### Description of the task
Could you transcribe every record below exactly, leaving out the pictures?
+--
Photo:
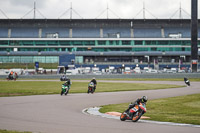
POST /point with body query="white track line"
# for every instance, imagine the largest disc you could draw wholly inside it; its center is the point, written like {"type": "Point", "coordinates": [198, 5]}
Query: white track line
{"type": "Point", "coordinates": [95, 111]}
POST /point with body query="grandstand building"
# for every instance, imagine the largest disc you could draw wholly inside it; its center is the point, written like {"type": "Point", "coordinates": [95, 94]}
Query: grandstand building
{"type": "Point", "coordinates": [100, 41]}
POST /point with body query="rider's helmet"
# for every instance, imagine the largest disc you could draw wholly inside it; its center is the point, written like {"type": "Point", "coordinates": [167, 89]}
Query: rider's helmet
{"type": "Point", "coordinates": [144, 99]}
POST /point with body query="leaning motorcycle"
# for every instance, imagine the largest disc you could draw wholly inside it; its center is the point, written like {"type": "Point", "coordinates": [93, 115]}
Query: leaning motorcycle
{"type": "Point", "coordinates": [64, 90]}
{"type": "Point", "coordinates": [135, 113]}
{"type": "Point", "coordinates": [90, 87]}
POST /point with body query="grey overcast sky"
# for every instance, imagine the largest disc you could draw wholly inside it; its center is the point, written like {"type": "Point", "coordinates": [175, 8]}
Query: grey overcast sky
{"type": "Point", "coordinates": [161, 9]}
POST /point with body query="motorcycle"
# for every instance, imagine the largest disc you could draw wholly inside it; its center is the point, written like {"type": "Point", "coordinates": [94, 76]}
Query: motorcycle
{"type": "Point", "coordinates": [64, 90]}
{"type": "Point", "coordinates": [90, 88]}
{"type": "Point", "coordinates": [11, 77]}
{"type": "Point", "coordinates": [135, 113]}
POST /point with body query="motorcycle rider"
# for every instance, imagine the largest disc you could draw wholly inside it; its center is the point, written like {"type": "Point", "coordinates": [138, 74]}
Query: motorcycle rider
{"type": "Point", "coordinates": [187, 81]}
{"type": "Point", "coordinates": [95, 82]}
{"type": "Point", "coordinates": [143, 99]}
{"type": "Point", "coordinates": [68, 82]}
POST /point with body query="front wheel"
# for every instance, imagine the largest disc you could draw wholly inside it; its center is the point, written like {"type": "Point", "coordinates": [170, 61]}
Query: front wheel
{"type": "Point", "coordinates": [123, 117]}
{"type": "Point", "coordinates": [66, 92]}
{"type": "Point", "coordinates": [61, 93]}
{"type": "Point", "coordinates": [136, 117]}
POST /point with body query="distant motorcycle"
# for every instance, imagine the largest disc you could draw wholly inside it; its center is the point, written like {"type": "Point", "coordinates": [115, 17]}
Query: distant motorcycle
{"type": "Point", "coordinates": [90, 88]}
{"type": "Point", "coordinates": [11, 77]}
{"type": "Point", "coordinates": [64, 90]}
{"type": "Point", "coordinates": [135, 113]}
{"type": "Point", "coordinates": [187, 82]}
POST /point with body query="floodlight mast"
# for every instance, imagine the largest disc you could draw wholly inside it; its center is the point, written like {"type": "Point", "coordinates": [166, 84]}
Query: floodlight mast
{"type": "Point", "coordinates": [194, 35]}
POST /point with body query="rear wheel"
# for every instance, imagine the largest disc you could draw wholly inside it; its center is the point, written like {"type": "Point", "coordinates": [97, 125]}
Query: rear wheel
{"type": "Point", "coordinates": [61, 93]}
{"type": "Point", "coordinates": [137, 117]}
{"type": "Point", "coordinates": [123, 117]}
{"type": "Point", "coordinates": [66, 92]}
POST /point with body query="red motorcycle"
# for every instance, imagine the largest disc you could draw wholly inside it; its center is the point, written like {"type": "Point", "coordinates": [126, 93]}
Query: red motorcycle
{"type": "Point", "coordinates": [135, 113]}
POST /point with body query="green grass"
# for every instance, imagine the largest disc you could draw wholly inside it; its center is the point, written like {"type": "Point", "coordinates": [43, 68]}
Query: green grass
{"type": "Point", "coordinates": [182, 109]}
{"type": "Point", "coordinates": [20, 88]}
{"type": "Point", "coordinates": [28, 65]}
{"type": "Point", "coordinates": [6, 131]}
{"type": "Point", "coordinates": [127, 79]}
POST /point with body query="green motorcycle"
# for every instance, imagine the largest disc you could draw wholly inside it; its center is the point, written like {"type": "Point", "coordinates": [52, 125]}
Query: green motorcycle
{"type": "Point", "coordinates": [64, 90]}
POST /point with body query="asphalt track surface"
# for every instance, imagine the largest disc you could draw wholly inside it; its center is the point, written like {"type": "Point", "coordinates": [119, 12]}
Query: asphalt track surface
{"type": "Point", "coordinates": [63, 114]}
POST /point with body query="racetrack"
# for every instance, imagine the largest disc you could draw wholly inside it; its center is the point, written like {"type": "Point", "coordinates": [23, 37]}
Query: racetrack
{"type": "Point", "coordinates": [63, 114]}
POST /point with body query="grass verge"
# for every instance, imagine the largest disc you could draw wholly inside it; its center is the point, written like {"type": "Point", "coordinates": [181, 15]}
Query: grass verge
{"type": "Point", "coordinates": [182, 109]}
{"type": "Point", "coordinates": [19, 88]}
+--
### Answer section
Photo:
POST /point with body query="white track line"
# for every instance, imagine the largest disc you could draw wholly inside it; its center is the point, written like {"type": "Point", "coordinates": [198, 5]}
Query: white track line
{"type": "Point", "coordinates": [95, 111]}
POST /point with body query="grandstand building"
# for every instance, imagine the largest disc you could draw wholly inside it; its center is the point, written like {"type": "Point", "coordinates": [95, 94]}
Query: grandstand building
{"type": "Point", "coordinates": [100, 41]}
POST /point with body query="rider's helmet"
# for every instance, imagine the largest disc you could draw wholly inside it; its center is the point, written like {"type": "Point", "coordinates": [167, 89]}
Query: rider's helmet
{"type": "Point", "coordinates": [144, 99]}
POST /point with body query="leaning motorcycle"
# for every instance, imagine the largest disc you could draw wholly inside it; its center is the point, written like {"type": "Point", "coordinates": [93, 115]}
Query: leaning motorcycle
{"type": "Point", "coordinates": [64, 90]}
{"type": "Point", "coordinates": [135, 113]}
{"type": "Point", "coordinates": [90, 87]}
POST /point with body query="grey overcast sky"
# for every instance, imagine the largest disc you could draw wholly inside it; its center is the point, written like {"type": "Point", "coordinates": [175, 8]}
Query: grey overcast sky
{"type": "Point", "coordinates": [161, 9]}
POST /point with body query="motorcycle"
# for every instance, imagine the largest disc you could draw wholly inside it; its center is the point, written like {"type": "Point", "coordinates": [94, 76]}
Query: motorcycle
{"type": "Point", "coordinates": [64, 90]}
{"type": "Point", "coordinates": [90, 88]}
{"type": "Point", "coordinates": [11, 77]}
{"type": "Point", "coordinates": [135, 113]}
POST /point with body query="motorcycle rider"
# for every instance, imagine the largest disc you could draw wholly inside it; its center is the point, written like {"type": "Point", "coordinates": [138, 74]}
Query: motorcycle rider
{"type": "Point", "coordinates": [187, 81]}
{"type": "Point", "coordinates": [95, 82]}
{"type": "Point", "coordinates": [143, 99]}
{"type": "Point", "coordinates": [68, 82]}
POST /point with body query="front wheel"
# for every instance, imagine the largest disc you could draw wholly inside it; its center is the point, written like {"type": "Point", "coordinates": [170, 61]}
Query: front wheel
{"type": "Point", "coordinates": [123, 117]}
{"type": "Point", "coordinates": [66, 92]}
{"type": "Point", "coordinates": [61, 93]}
{"type": "Point", "coordinates": [136, 117]}
POST /point with body query="distant motorcycle"
# for every instance, imagine the largest disc you could draw wholly inside it; its center is the point, written like {"type": "Point", "coordinates": [115, 17]}
Query: distant motorcycle
{"type": "Point", "coordinates": [90, 88]}
{"type": "Point", "coordinates": [11, 77]}
{"type": "Point", "coordinates": [64, 90]}
{"type": "Point", "coordinates": [135, 113]}
{"type": "Point", "coordinates": [187, 82]}
POST /point with body query="floodlight mast"
# for every instance, imagine the largest disc you could draw wholly inside it; its center is the point, written like {"type": "Point", "coordinates": [166, 84]}
Query: floodlight mast
{"type": "Point", "coordinates": [194, 35]}
POST /point with body query="rear wheel"
# for every instance, imagine the largest disc you could draw wholly inside it; its center is the point, written like {"type": "Point", "coordinates": [97, 125]}
Query: rear wheel
{"type": "Point", "coordinates": [61, 93]}
{"type": "Point", "coordinates": [137, 117]}
{"type": "Point", "coordinates": [123, 117]}
{"type": "Point", "coordinates": [66, 92]}
POST /point with body query="red motorcycle"
# for every instance, imagine the largest disc you could draw wholly inside it; its center is the point, written like {"type": "Point", "coordinates": [126, 93]}
Query: red motorcycle
{"type": "Point", "coordinates": [135, 113]}
POST /point with body query="green grass"
# for every instance, imagine the largest disc you could draw wholly inside it; its center is the point, written like {"type": "Point", "coordinates": [43, 68]}
Query: green grass
{"type": "Point", "coordinates": [182, 109]}
{"type": "Point", "coordinates": [20, 88]}
{"type": "Point", "coordinates": [28, 65]}
{"type": "Point", "coordinates": [6, 131]}
{"type": "Point", "coordinates": [127, 79]}
POST /point with body query="green motorcycle"
# for every instance, imagine the largest disc you could draw wholly inside it; its center is the point, written like {"type": "Point", "coordinates": [52, 125]}
Query: green motorcycle
{"type": "Point", "coordinates": [64, 90]}
POST /point with body query="asphalt track surface"
# for every instance, imagine the largest disc you could draw wholly inside it; its center is the point, written like {"type": "Point", "coordinates": [119, 12]}
Query: asphalt track surface
{"type": "Point", "coordinates": [63, 114]}
POST /point with body query="racetrack"
# for every instance, imagine the largest disc you could draw wholly inside it; its center is the point, written like {"type": "Point", "coordinates": [23, 37]}
Query: racetrack
{"type": "Point", "coordinates": [63, 114]}
POST /point with body query="grass verge"
# for every instance, imagine the largest disc you could draw wholly inside it; its center is the point, written like {"type": "Point", "coordinates": [181, 15]}
Query: grass verge
{"type": "Point", "coordinates": [182, 109]}
{"type": "Point", "coordinates": [19, 88]}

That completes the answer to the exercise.